[Records from a dataset]
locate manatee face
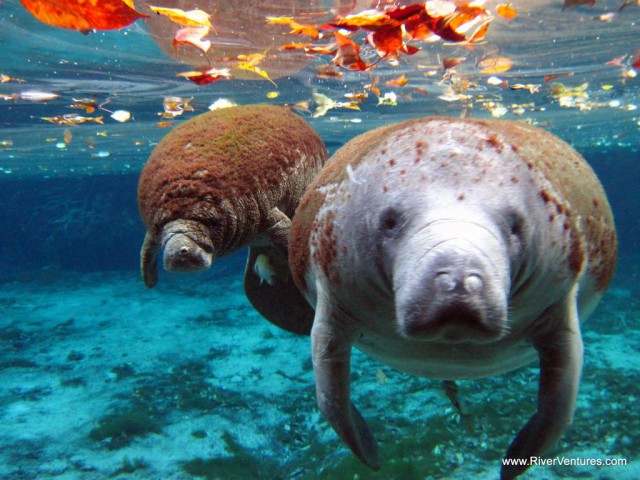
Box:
[161,221,214,273]
[385,208,510,342]
[337,154,534,343]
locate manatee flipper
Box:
[140,233,160,288]
[500,286,583,480]
[244,204,313,335]
[311,290,380,470]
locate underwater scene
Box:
[0,0,640,480]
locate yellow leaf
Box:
[237,53,267,66]
[496,3,518,20]
[233,62,277,87]
[478,57,513,73]
[149,6,213,28]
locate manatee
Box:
[138,105,328,334]
[289,117,617,479]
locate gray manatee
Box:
[138,105,328,334]
[289,117,617,479]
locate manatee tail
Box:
[140,233,160,288]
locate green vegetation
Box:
[182,431,281,480]
[110,457,149,477]
[89,409,161,450]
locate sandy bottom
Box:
[0,253,640,480]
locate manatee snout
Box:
[163,233,213,273]
[396,232,509,343]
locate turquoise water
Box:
[0,1,640,480]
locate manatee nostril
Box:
[464,273,484,293]
[435,272,456,292]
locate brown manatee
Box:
[289,117,617,479]
[138,105,327,334]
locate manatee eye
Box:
[379,207,403,238]
[509,212,524,240]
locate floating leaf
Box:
[509,83,540,93]
[605,54,627,67]
[14,90,60,102]
[316,64,343,78]
[172,25,211,53]
[367,27,419,60]
[544,72,573,83]
[161,97,193,118]
[331,9,393,31]
[442,57,467,70]
[496,3,518,20]
[562,0,596,11]
[267,17,319,40]
[71,98,98,113]
[478,57,513,73]
[364,77,380,97]
[178,68,232,85]
[378,92,398,107]
[149,6,213,28]
[487,77,509,87]
[40,113,104,127]
[311,93,360,118]
[20,0,148,31]
[278,43,313,50]
[385,75,409,87]
[233,62,277,87]
[111,110,131,123]
[332,32,367,71]
[0,73,26,83]
[596,12,616,23]
[209,98,238,110]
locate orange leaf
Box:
[332,32,367,71]
[385,75,409,87]
[496,3,518,20]
[278,43,313,50]
[478,57,513,73]
[316,64,343,78]
[149,6,213,27]
[364,77,380,97]
[442,57,467,70]
[544,72,573,83]
[233,62,277,87]
[267,17,319,40]
[331,10,393,30]
[173,25,211,53]
[178,68,231,85]
[367,27,419,60]
[562,0,596,11]
[20,0,148,31]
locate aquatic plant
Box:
[111,363,136,381]
[89,409,161,450]
[182,431,282,480]
[109,457,149,477]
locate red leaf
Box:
[20,0,148,31]
[332,32,367,71]
[172,25,211,53]
[367,27,404,59]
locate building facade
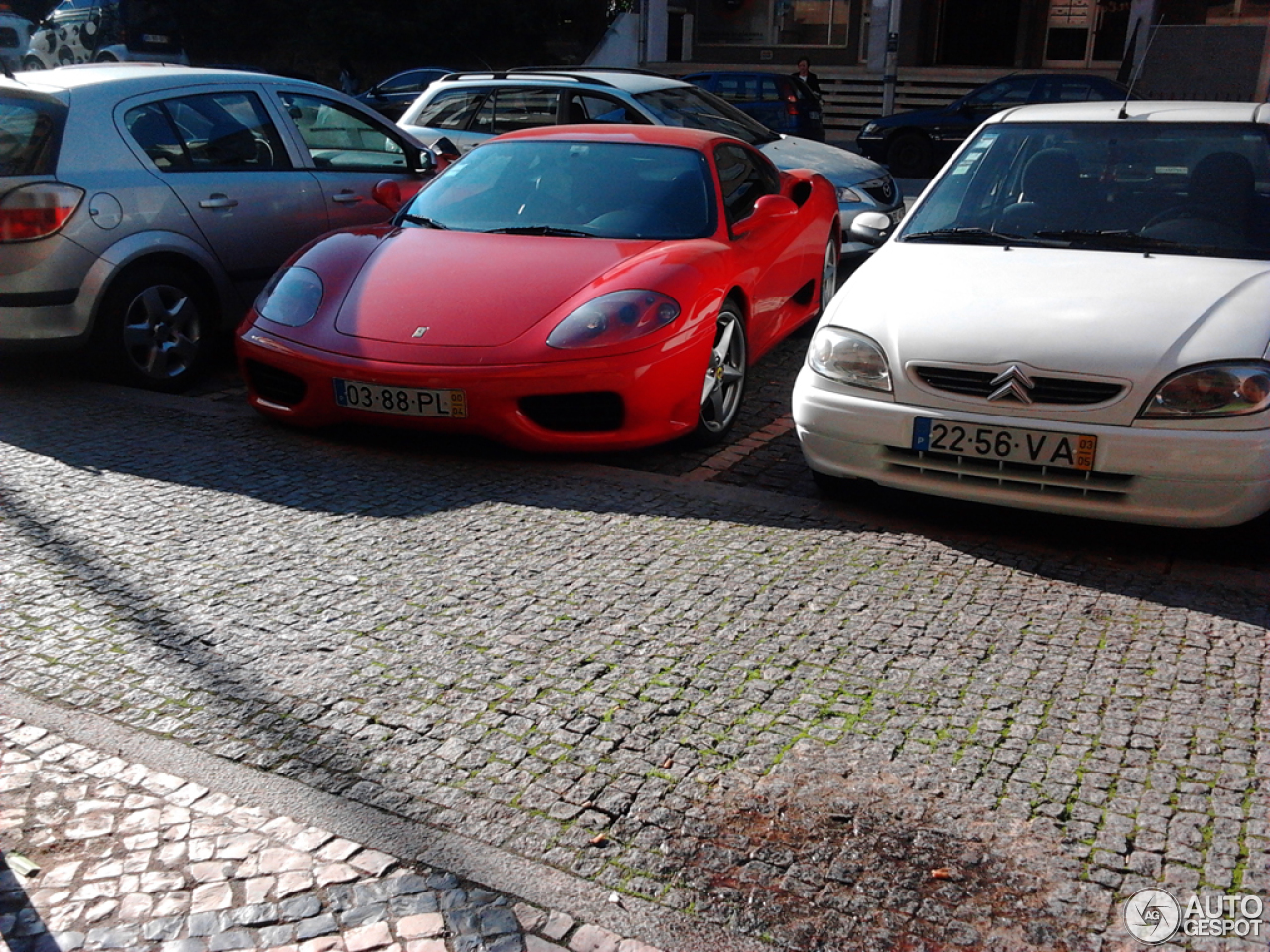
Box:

WHAT THE TASK REQUIRES. Please put every line of all the records above into a numbered list, skipping any blank lines and leaving out the pictures.

FINISHED EXERCISE.
1. locate manatee face
2. Box:
3. [161,221,214,273]
4. [385,208,510,342]
5. [337,154,534,343]
6. locate manatee flipper
7. Box:
8. [140,233,160,288]
9. [500,286,583,480]
10. [244,204,313,335]
11. [311,290,380,470]
12. locate underwater scene
13. Box:
14. [0,0,640,480]
15. locate yellow leaf
16. Box:
17. [237,53,267,66]
18. [496,3,518,20]
19. [233,62,277,87]
20. [478,57,513,73]
21. [149,6,213,28]
22. locate manatee
23. Box:
24. [138,105,328,334]
25. [289,117,617,479]
26. locate gray manatee
27. Box:
28. [138,105,328,334]
29. [289,117,617,479]
30. locate manatee tail
31. Box:
32. [140,233,160,288]
33. locate green vegetation
34. Box:
35. [182,431,281,480]
36. [110,457,149,477]
37. [89,409,161,450]
38. locate sandy bottom
39. Box:
40. [0,253,640,480]
41. locate manatee snout
42. Box:
43. [163,233,213,273]
44. [396,232,509,343]
45. locate turquoise water
46. Box:
47. [0,1,640,480]
48. locate manatee nostril
49. Box:
50. [464,273,484,293]
51. [435,272,456,292]
52. locate brown manatee
53. Box:
54. [289,117,617,479]
55. [138,105,327,334]
56. locate manatee eye
57. Box:
58. [379,207,403,238]
59. [509,212,524,240]
60. locate floating leaf
61. Box:
62. [509,83,540,93]
63. [605,54,627,67]
64. [14,90,60,102]
65. [316,64,343,78]
66. [172,25,211,53]
67. [367,27,419,60]
68. [544,72,573,83]
69. [161,97,193,118]
70. [331,9,393,31]
71. [442,57,467,70]
72. [496,3,518,20]
73. [562,0,596,11]
74. [267,17,319,40]
75. [71,98,98,113]
76. [478,57,513,73]
77. [364,77,380,97]
78. [178,68,232,85]
79. [378,92,398,107]
80. [149,6,213,28]
81. [487,77,509,87]
82. [40,113,104,127]
83. [311,93,360,118]
84. [20,0,148,31]
85. [278,43,313,50]
86. [385,75,409,87]
87. [233,62,277,87]
88. [111,110,131,123]
89. [332,32,367,71]
90. [0,73,26,83]
91. [596,12,616,23]
92. [209,98,238,110]
93. locate orange leaf
94. Box:
95. [332,32,367,71]
96. [385,75,409,87]
97. [496,3,518,20]
98. [278,43,313,50]
99. [478,57,513,73]
100. [316,64,343,78]
101. [149,6,213,27]
102. [364,77,380,97]
103. [442,57,467,70]
104. [544,72,573,83]
105. [233,62,277,87]
106. [267,17,319,40]
107. [331,10,393,30]
108. [173,25,211,53]
109. [178,68,231,85]
110. [367,27,419,60]
111. [562,0,596,11]
112. [20,0,148,31]
113. locate aquatic plant
114. Box:
115. [111,363,136,381]
116. [89,409,161,450]
117. [182,431,282,480]
118. [109,457,149,477]
119. locate red leaf
120. Box:
121. [20,0,148,31]
122. [332,32,367,71]
123. [172,25,211,53]
124. [367,27,404,59]
125. locate building facade
126. Box:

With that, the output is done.